§ **ПОКАЗАННЫЙ ТЕКСТ**
..........

И правильно, что они лежат там, подальше от какой бы то ни было церкви, отделенные от холмистых полей лишь невысокой каменной стеной. Ибо чувство близости к земле, которое дарит нам ослепительная и материальная живопись Ван Гога, ощущение земли под ногтями, аромата цветов, осязаемой на ощупь текстуры волос и кожи и есть то, что, по убеждению художника, должно нас трогать в его искусстве. В отличие от мистика и эстета Гогена Ван Гог не мог выйти за пределы тела. Напротив, его картины пытаются заставить нас острее почувствовать собственные тела, яснее осознать свое место в круговороте природы.
Наследие, которое Ван Гог, с его упрямой привязанностью к материальной реальности жизни, оставил модернизму, оказалось, думаю, замечательно ему полезным. Оно уберегло современное искусство от полного ухода в абстракцию и самоповторы. Даже в те периоды, когда Ван Гог самым радикальным образом отрицал реалистичные цвет и форму, он продолжал настаивать на том, что является убежденным реалистом, чье творчество неразрывно связано с природой. Но он не хуже (а то и лучше) Тёрнера понимал, что реальность мира можно познавать не только посредством механизмов оптического восприятия. Ему казалось, что такой способ восприятия – когда образы, в отличие от привычных, видимых глазу картин, возникают непосредственно в сознании – доступен всем. Надо просто зафиксировать это внутреннее видение, озаренное эмоциональной полнотой жизни, проживаемой на пределе человеческих сил, и осознать вдруг, что бесконечность осуществляется здесь и сейчас.
I
Зимой 1941 года Пабло Пикассо жил и работал в мансарде старого парижского дома по улице Гранд-Огюстен, в двух шагах от набережной Сены. Неласковый северный свет заливал крыши. На подоконниках ютились голуби. Что и говорить, в период немецкой оккупации жизнь Пикассо на левом берегу была даже более богемной, чем он мог бы желать. В квартире было холодно, электричество давали с перебоями. Согревали художника лишь старинная печка высотой от пола до потолка и очередная возлюбленная – Дора Маар. Его картины становились все более мрачными и однообразными: женщины с деформированными головами, с катящимися из глаз слезами, напоминающими стальные бусины или тонкие струйки крови; освежеванные овечьи головы. В придачу Пикассо зачем-то возомнил себя драматургом и начал писать сюрреалистические пьесы.

..........

§ **ПОКАЗАННЫЕ СТРОКИ**

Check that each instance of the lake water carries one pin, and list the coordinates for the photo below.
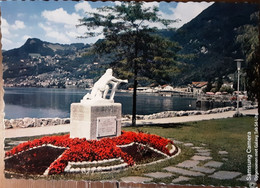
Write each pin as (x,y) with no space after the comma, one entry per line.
(50,103)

..........

§ **ЗАДАНИЕ К ВЫПОЛНЕНИЮ**
Перепишите дословно часть показанного текста: начните с фрагмента, в котором есть слова «И правильно, что», и остановитесь после слов «в круговороте природы.». Приведенные строки для работы не требуются.

§ **РЕЗУЛЬТАТ**
И правильно, что они лежат там, подальше от какой бы то ни было церкви, отделенные от холмистых полей лишь невысокой каменной стеной. Ибо чувство близости к земле, которое дарит нам ослепительная и материальная живопись Ван Гога, ощущение земли под ногтями, аромата цветов, осязаемой на ощупь текстуры волос и кожи и есть то, что, по убеждению художника, должно нас трогать в его искусстве. В отличие от мистика и эстета Гогена Ван Гог не мог выйти за пределы тела. Напротив, его картины пытаются заставить нас острее почувствовать собственные тела, яснее осознать свое место в круговороте природы.